READING PASSAGE:
________________________

The U.S. is going to experience “zero” growth in 2023 and teeter on the verge of recession, economists say, as a result of rising interest rates orchestrated by the Federal Reserve to subdue high inflation.
Top economists at the American Bankers Association say the resulting slowdown is likely to trigger a sharp increase in layoffs and push the unemployment rate close to 5% within the next two years. A rapid rise in wages over the past year is also expected to peter out.
The deterioration in the economy and weakening labor market, however, is also seen helping the Fed bring down inflation more quickly.
The ABA forecasts inflation to slow to 2.8% in 2023 and 2.2% in 2024 from an average 6.4% rate in the prior year, based on the consumer price index.
That would put the rate of inflation close to the Fed’s 2% goal a bit faster than the central bank has forecast.
“The wheels are in motion for a moderation in inflation to play out,” said Simona Mocuta, chairwoman of the ABA economic advisory panel and chief economist at State Street Global Advisors.
Under that scenario, the Fed would actually start cutting interest rates before the end of 2023, the ABA economists predicted, and help spur a modest recovery by 2024.

________________________

QUESTIONS:
1. Print, word for word, the part of the ABA forecast article starting at "Top economists at" and ending at "bank has forecast.".
2. Pick up the article on the ABA's economic outlook for 2023 after its last sentence and keep writing it.
The lines after the article can be ignored.

________________________

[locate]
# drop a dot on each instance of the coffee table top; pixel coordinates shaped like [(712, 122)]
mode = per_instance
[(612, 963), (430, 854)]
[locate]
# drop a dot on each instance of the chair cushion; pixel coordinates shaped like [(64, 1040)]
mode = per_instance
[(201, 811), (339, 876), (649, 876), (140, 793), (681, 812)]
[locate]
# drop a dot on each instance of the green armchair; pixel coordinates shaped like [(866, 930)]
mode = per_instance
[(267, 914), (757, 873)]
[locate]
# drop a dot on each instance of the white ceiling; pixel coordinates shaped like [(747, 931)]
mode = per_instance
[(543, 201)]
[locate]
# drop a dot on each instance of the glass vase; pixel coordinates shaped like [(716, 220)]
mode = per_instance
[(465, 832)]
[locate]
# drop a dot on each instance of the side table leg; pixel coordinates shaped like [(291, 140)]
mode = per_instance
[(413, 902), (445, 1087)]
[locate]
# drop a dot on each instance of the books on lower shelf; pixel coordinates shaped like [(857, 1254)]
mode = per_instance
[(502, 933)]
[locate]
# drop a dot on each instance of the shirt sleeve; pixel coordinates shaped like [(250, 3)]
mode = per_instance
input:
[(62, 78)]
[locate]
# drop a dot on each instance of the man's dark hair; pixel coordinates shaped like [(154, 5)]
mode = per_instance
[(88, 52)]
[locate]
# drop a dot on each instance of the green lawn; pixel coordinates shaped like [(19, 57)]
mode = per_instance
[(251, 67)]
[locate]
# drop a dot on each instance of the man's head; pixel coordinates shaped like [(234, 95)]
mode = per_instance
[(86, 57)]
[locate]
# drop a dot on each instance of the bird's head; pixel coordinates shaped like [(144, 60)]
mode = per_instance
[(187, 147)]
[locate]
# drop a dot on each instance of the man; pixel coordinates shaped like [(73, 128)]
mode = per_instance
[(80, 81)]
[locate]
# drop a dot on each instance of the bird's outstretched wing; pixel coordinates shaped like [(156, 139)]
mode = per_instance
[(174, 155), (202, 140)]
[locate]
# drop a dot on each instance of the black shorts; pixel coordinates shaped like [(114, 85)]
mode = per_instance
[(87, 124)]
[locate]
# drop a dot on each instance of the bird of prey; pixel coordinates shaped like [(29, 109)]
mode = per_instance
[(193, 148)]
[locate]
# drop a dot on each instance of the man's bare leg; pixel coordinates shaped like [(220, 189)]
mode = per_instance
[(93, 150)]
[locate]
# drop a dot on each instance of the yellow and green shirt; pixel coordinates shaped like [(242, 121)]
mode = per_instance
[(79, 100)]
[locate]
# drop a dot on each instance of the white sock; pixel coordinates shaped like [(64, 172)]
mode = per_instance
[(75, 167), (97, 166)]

________________________

SOLVED TASKS:
1.
Top economists at the American Bankers Association say the resulting slowdown is likely to trigger a sharp increase in layoffs and push the unemployment rate close to 5% within the next two years. A rapid rise in wages over the past year is also expected to peter out.
The deterioration in the economy and weakening labor market, however, is also seen helping the Fed bring down inflation more quickly.
The ABA forecasts inflation to slow to 2.8% in 2023 and 2.2% in 2024 from an average 6.4% rate in the prior year, based on the consumer price index.
That would put the rate of inflation close to the Fed’s 2% goal a bit faster than the central bank has forecast.

2.
Senior Fed officials have warned it’s premature to say the tide has turned in its fight against inflation. They plan to raise a key short-term U.S. interest rate a few more times this year, push it above 5% and leave it at an elevated level for an extended period before reevaluating the economy.
The rate of inflation surged to a 40-year high of 9.1% last summer, but it’s since slowed to 6.5%. That’s still more than triple the pre-pandemic increase in prices each year, however.
Yet not all the ABA economists were as optimistic that the economy could skirt a recession and avoid higher unemployment.
“Others are more concerned about the ability to engineer this kind of Goldilocks outcome and perhaps more pain in the labor market is needed to make that outcome possible on inflation,” Mocuta said.